Work instructions:
**A)** What company number does the data processing addendum give for Hopin Ltd.?
**B)** Copy word for word the stretch of the data processing addendum from "This DPA applies" through "possession or control.".

Reading passage:
- - -
ENTERED INTO BY:
Hopin Ltd., incorporated and registered in England and Wales with company number 12035150, whose registered office is at 5 Churchill Place, 10th Floor, London, E14 5HU (“Hopin”); and
“Vendor” is the entity identified in the signature block of the Main Agreement (defined below).
Each a “Party,” together the “Parties.”
The Parties have entered into an agreement for Vendor to provide certain services (the “Services”) to Hopin (the “Main Agreement”). This data processing addendum (the “DPA”) sets forth the terms on which the Parties will collect and process Personal Data in connection with the Services, and is hereby incorporated into the Main Agreement by reference.
This DPA applies to the extent that the processing of Personal Data is subject to Data Protection Legislation and takes effect from the date of the Main Agreement. This DPA will remain in full force and effect so long as the Main Agreement remains in effect or the Vendor retains any Personal Data related to the Main Agreement in its possession or control.
Capitalized terms used but not defined in this DPA shall have the same meanings as set out in the Main Agreement, if applicable. For the purposes of this DPA, terms shall have the following meanings:
a. “Affiliate” means, regarding a Party, any entity that directly or indirectly controls, is controlled by, or is under common control with such Party, whereby “control” (including, with correlative meaning, the terms “controlled by” and “under common control”) means the possession, directly or indirectly, of the power to direct, or cause the direction of the management and policies of such person, whether through the ownership of voting securities, by contract, or otherwise.
b. “Controller”, “Processor”, “data subject”, “Personal Data”, “personal data breach”, “processing,” “service provider” and “appropriate technical and organizational measures” are as defined in the Data Protection Legislation. “Personal Data” includes “personal information” as defined by the CCPA.
c. “Data Protection Legislation” means all applicable data protection and privacy legislation in force from time to time which apply to a Party relating to the use of Personal Data, including: (i) the General Data Protection Regulation ((EU) 2016/679) (the “EU GDPR”); (ii) the General Data Protection Regulation ((EU) 2016/679) as it forms part of the law of England and Wales, Scotland, and Northern Ireland by virtue of section 3 of the European Union (Withdrawal) Act 2018 (and see section 205(4)) (the “UK GDPR”); (iii) the Privacy and Electronic Communications Directive 2002/58/EC (as updated by Directive 2009/136/EC); (iv) the California Consumer Privacy Act (“CCPA”) and any and all applicable national data protection laws made under, pursuant to or that apply in conjunction with any of (i), (ii) (iii) or (iv) as well as any guidance and codes of practice issued by a competent data protection or supervisory authority; in each case as may be amended or superseded from time to time.
- - -
Material provided:
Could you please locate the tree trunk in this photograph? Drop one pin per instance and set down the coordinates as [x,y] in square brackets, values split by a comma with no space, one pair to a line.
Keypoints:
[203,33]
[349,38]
- - -
Complete answers:
**A)** 12035150

**B)**
This DPA applies to the extent that the processing of Personal Data is subject to Data Protection Legislation and takes effect from the date of the Main Agreement. This DPA will remain in full force and effect so long as the Main Agreement remains in effect or the Vendor retains any Personal Data related to the Main Agreement in its possession or control.